DOCUMENT EXTRACT -
++++++++

Baseball commentators who get bored with the game by about the third inning and start talking about their golf game or where they ate last night.
Brett Favre.

I know that is more than ten, but this is my concept, so I get some bonus ones. Now you might think that driving in the West Country of England in the summertime would be on my list, but it doesn’t qualify because it’s an obvious and rational loathing. It’s the same reason you can’t put men who wear cravats or people who take signs to sporting events so that they can be on TV. It has to be something that some people don’t necessarily agree with, and no one can dispute that driving in the West Country in the summertime is a nightmare.

It took me over an hour to cross the Tamar Bridge, which was only one lane wide going west. What on earth were they thinking when they built it? That was in 1961, at the very time they were trying to put motorways everywhere, but in the one spot where a bit of expansiveness would have made obvious sense, they decided to economize. Go figure.

Beyond Plymouth, traffic would zip along for a couple of miles, then back up for hundreds of yards at a roundabout, creep forward in increments of two feet for about ten minutes, then speed up again, only to be repeated at the next roundabout, and there were lots of roundabouts.

And so I made my fitful way across Cornwall, past turnings for Looe, Polperro, Fowey, and a succession of other coastal villages. I was tempted to nip down and have a look at one or two of them, but all the roads to the sea were dead ends and at each I could see long lines of RVs and cars loaded with bicycles and kayaks heading toward the water, and knew that it would take an hour or more to reach the village and then there would almost certainly be no place to park. Nonetheless, just beyond St. Austell, bored and restive, I impulsively took a turning for Mevagissey.

Rarely have I more immediately regretted something that I knew I would immediately regret. The road to Mevagissey was twisting and slow. It took forever to reach the outskirts, where there was a single large parking lot. Cars were queuing to get in. I asked the attendant if I could just turn around. He said of course, and then recognized me, which pleased me. (It doesn’t happen very often. Ask any author.) His name was Matthew Facey, and he wasn’t the parking lot attendant but the owner. The lot has been in his family for years and it keeps him busy in the summer, but his real passion is photography. I looked at his website later and he is very good. Anyway, we had a nice chat and he urged me to come back out of season, which I promised to do.

On the way back to the A390, the main road to Penzance, my destination for the night, I passed a sign for “the Lost Gardens of Heligan” and made an abrupt, impetuous turn down a side lane, bringing a moment’s unscheduled excitement to two cyclists and a motor home. I had never heard of this place, but I was curious to know how you lose gardens. The Lost Gardens of Heligan turn out to be the work of Tim Smit, a Dutchman who has lived in England for years and who is also responsible for the popular Eden Project, a giant nature center and botanical expo a dozen miles to the north on the other side of St. Austell.

++++++++

AVAILABLE DATA -
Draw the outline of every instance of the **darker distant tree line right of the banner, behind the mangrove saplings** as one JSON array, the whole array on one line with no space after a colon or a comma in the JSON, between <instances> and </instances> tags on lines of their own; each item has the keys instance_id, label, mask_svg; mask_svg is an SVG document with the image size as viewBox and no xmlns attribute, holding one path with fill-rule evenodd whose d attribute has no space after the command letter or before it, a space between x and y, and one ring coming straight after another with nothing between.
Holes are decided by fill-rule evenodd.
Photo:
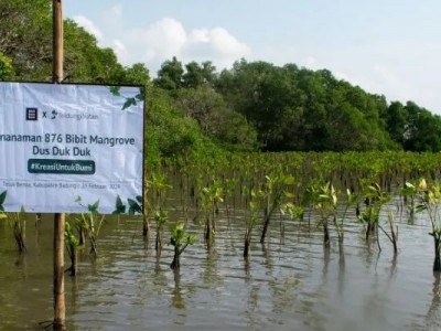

++++++++

ACTIONS TO TAKE -
[1] Change the Cornwall passage starting at "And so I made" and ending at "turning for Mevagissey.", substituting "canoes" for "kayaks".
[2] According to the Cornwall passage, how long did it take to cross the Tamar Bridge?
The data has no connection to the Cornwall passage.

SET OF ANSWERS -
[1]
And so I made my fitful way across Cornwall, past turnings for Looe, Polperro, Fowey, and a succession of other coastal villages. I was tempted to nip down and have a look at one or two of them, but all the roads to the sea were dead ends and at each I could see long lines of RVs and cars loaded with bicycles and canoes heading toward the water, and knew that it would take an hour or more to reach the village and then there would almost certainly be no place to park. Nonetheless, just beyond St. Austell, bored and restive, I impulsively took a turning for Mevagissey.

[2] Over an hour.